# Instruction
In the excerpted passage about Protector Cellars, what percentage of a wine bottle's greenhouse-gas emissions does Katz say comes from making the glass bottle alone?

So after years of plotting, Katz parted ways with Klapper to start Protector Cellars, which he is positioning to be the world’s first “climate-positive” winery. “Carbon neutral didn’t feel like enough,” said Katz. “Getting to zero is not enough impact. We have to reverse the damage we’ve already done.”

Last spring, Katz released his first three wines, mostly from Paso Robles fruit, but processed at Central Coast Wine Services in Santa Maria: a white made from sauvignon blanc and a little viognier; a rosé, with a splash of sauvignon blanc; and a red, mostly cabernet sauvignon. The grapes come from certified sustainable vineyards — about 40 percent of greenhouse-gas emissions caused by a bottle of wine come from conventionally farmed vines — and all three come in sleek and lightweight 250mL cans (a third of a bottle), adorned with climate-focused art. 

Unlike many canned options on the market, Protector’s aren’t just a trendy or bargain plonk play — the wines are fresh, textural, and clean in flavor, quite a counterpoint to the competition. They cost between $5 and $7 depending on quantity ordered, and a tree is planted for each can purchased, thanks to a partnership with Trees for the Future. 

The shift away from bottles was the most critical move. “It became pretty clear pretty quickly that the glass bottle was the biggest offender,” said Katz, surprised to learn that 50 percent of greenhouse-gas emissions per bottle come from the production of that bottle alone. 

He investigated the available options, such as bags and a still emerging fiber market (check out this beer bottle from Carlsberg), and found cans to be the best choice right now, as they do not seem to impact wine flavor. “My background is in making high-quality wines, so it was paramount that whatever packaging I used was not something that would have a negative impact on the wine,” he said.  

But he is ready to shift to something better than cans when that’s available. “I don’t actually see it as a canned wine brand,” he said. “The fact that it’s in a can right now is because, at the moment, that’s the best ecological option for packaging. But I don’t see that as the endgame.”

Credit: Courtesy

And he readily admits that the bottle is still the right option for more expensive wines. “If I was making a wine that should be aged five to 10 years, I would still put it in glass — there’s no question for me,” said Katz. But given that the vast majority of wines are drunk within a week of purchase — some say as many as 90 percent — there’s plenty of room for alternative packaging. “The way we drink wine, and the way most wineries in California are making wine, is for immediate consumption,” he said. 

Katz got into wine while studying at Cornell University but worked on the financial side of the magazine industry as journalism went through its own crisis in the mid-2000s. When Klapper — who’d been his best friend since their freshman year of high school in New York City — invited Katz to be part of the La Fenêtre launch, the timing was right. After working his first harvest at Au Bon Climat in 2010, Katz began coming to Santa Barbara for about four months every year.

He and Klapper parted ways so that Katz could start Protector in 2019, but they still work side by side. 

Canning his first vintage of Protector Cellars in March 2020 as the lockdown landed was not ideal, and Katz could not return to Santa Barbara until October. “That was the longest time I’d been away from the winery in 10 years,” he said. It’s also been a tepid time to launch a brand that will depend on retail to survive, but Katz knows the market is there. “There are a lot of people out there who care about the environment and like wine,” he said. “There’s plenty of people who would like to have this wine if they knew about it.”

Whether the industry takes notice and makes meaningful changes is more of a question. “I know what it’s like to be a small producer, when it’s hard to see more than 10 feet in front of you,” said Katz. “There’s always some kind of emergency. It’s hard to have long-term planning.”

He appreciates that there is a lot of conversation now about how to survive through climate change, like planting in higher elevations or shifting to more heat-resistant varieties, such as planting mourvèdre in Burgundy.  

“That makes sense, but it’s also missing the underlying issue,” said Katz. “You can only move so high in elevation. There are only so many heat-resistant varieties. At some point you have to address the problem, and I didn’t see that happening. I felt like there was an opportunity for me to step in and at least start the conversation.”

# Data provided
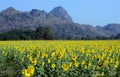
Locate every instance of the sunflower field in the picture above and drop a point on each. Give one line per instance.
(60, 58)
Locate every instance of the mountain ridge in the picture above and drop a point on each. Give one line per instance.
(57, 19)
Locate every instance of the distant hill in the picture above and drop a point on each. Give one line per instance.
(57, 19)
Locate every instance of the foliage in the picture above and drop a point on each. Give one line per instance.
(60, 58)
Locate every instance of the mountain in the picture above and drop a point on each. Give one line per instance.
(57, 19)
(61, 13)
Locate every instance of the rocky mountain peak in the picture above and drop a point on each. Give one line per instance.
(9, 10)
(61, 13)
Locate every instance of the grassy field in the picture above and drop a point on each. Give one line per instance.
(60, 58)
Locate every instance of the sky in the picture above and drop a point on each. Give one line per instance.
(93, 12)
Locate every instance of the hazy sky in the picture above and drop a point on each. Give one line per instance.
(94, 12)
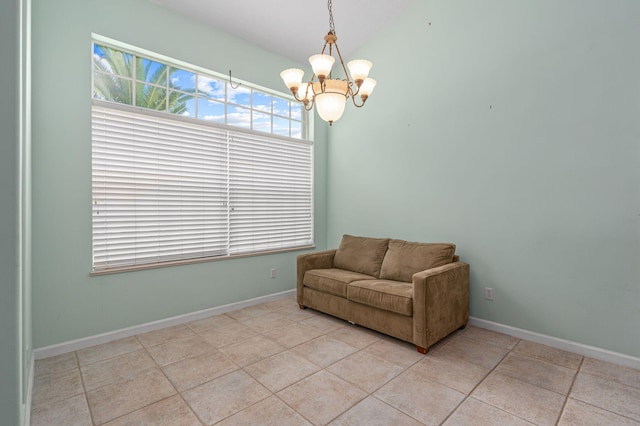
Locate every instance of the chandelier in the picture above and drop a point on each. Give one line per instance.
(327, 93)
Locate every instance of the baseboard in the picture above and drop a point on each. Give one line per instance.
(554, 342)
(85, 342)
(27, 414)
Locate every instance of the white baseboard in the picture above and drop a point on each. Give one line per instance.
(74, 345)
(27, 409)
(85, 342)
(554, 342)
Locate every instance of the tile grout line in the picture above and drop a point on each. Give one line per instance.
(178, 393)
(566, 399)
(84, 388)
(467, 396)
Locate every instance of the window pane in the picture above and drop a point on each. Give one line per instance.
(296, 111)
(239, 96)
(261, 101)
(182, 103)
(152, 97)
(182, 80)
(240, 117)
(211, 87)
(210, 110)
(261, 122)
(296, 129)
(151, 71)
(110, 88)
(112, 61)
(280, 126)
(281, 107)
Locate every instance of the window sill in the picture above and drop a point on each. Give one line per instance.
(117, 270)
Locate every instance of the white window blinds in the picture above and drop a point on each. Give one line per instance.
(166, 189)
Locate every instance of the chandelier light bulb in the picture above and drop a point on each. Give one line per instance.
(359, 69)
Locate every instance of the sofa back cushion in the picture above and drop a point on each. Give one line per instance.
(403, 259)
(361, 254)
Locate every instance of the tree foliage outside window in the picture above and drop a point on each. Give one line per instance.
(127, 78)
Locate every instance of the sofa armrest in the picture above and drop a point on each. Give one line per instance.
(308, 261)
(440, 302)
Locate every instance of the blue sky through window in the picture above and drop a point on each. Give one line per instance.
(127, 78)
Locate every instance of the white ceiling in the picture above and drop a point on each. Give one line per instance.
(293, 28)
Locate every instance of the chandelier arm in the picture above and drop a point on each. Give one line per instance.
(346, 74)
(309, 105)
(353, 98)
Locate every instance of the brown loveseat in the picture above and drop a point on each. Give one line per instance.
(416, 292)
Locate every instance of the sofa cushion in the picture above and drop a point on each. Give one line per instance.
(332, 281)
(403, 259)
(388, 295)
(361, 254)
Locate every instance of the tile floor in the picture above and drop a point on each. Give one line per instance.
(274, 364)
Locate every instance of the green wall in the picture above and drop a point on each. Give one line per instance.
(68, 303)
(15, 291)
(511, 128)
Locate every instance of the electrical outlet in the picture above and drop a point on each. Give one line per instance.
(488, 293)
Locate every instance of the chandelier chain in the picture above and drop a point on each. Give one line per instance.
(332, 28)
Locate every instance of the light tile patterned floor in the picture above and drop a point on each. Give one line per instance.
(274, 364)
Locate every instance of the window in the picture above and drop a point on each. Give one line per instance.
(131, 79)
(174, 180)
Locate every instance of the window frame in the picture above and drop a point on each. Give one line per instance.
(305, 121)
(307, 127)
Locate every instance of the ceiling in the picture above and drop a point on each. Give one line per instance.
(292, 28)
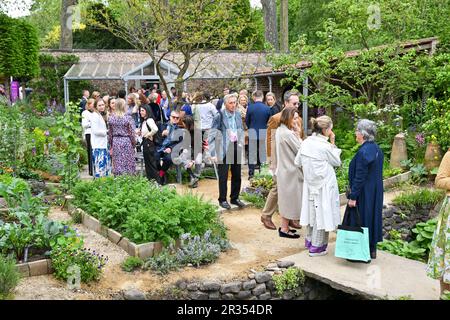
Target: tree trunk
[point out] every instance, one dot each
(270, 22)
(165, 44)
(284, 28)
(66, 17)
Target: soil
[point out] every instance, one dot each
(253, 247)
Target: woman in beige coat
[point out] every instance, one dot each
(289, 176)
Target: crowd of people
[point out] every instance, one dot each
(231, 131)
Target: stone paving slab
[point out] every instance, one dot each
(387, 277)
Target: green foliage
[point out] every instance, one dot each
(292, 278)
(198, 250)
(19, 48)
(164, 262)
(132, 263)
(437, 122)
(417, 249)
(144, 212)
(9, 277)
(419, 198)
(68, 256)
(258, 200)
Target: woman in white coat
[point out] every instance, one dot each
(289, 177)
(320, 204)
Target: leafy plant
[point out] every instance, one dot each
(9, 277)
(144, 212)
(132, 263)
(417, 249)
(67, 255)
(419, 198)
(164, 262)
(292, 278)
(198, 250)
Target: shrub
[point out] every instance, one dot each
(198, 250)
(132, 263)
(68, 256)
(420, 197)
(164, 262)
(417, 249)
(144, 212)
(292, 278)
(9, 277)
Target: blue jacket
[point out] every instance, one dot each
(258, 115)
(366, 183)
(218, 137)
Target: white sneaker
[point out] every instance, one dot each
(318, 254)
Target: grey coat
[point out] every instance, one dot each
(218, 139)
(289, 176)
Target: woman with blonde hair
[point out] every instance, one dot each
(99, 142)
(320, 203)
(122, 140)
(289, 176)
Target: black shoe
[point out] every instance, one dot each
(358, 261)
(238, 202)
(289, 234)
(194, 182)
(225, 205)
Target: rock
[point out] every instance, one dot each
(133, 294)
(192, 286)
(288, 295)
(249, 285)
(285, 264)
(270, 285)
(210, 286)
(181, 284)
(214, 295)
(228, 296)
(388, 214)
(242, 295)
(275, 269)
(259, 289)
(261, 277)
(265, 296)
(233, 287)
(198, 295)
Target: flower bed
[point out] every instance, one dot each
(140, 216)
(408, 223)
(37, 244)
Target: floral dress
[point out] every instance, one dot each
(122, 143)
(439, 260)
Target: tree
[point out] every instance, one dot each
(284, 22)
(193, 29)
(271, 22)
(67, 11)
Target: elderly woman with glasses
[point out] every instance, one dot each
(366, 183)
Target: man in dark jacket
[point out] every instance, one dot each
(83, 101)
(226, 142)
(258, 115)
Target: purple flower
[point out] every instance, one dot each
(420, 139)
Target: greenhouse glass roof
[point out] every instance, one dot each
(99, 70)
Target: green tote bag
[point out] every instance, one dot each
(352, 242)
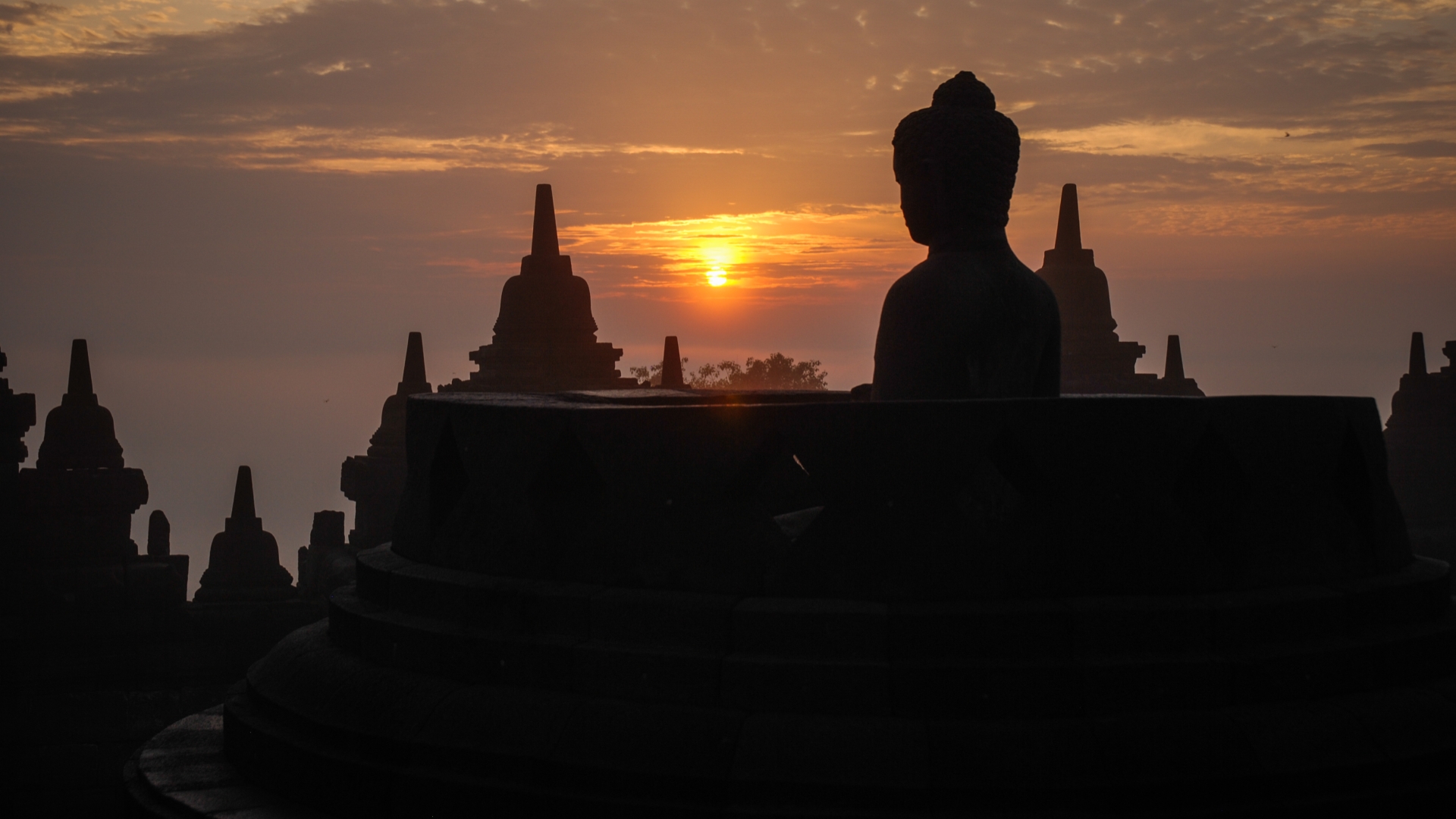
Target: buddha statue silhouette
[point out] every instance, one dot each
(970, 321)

# Right answer
50 percent.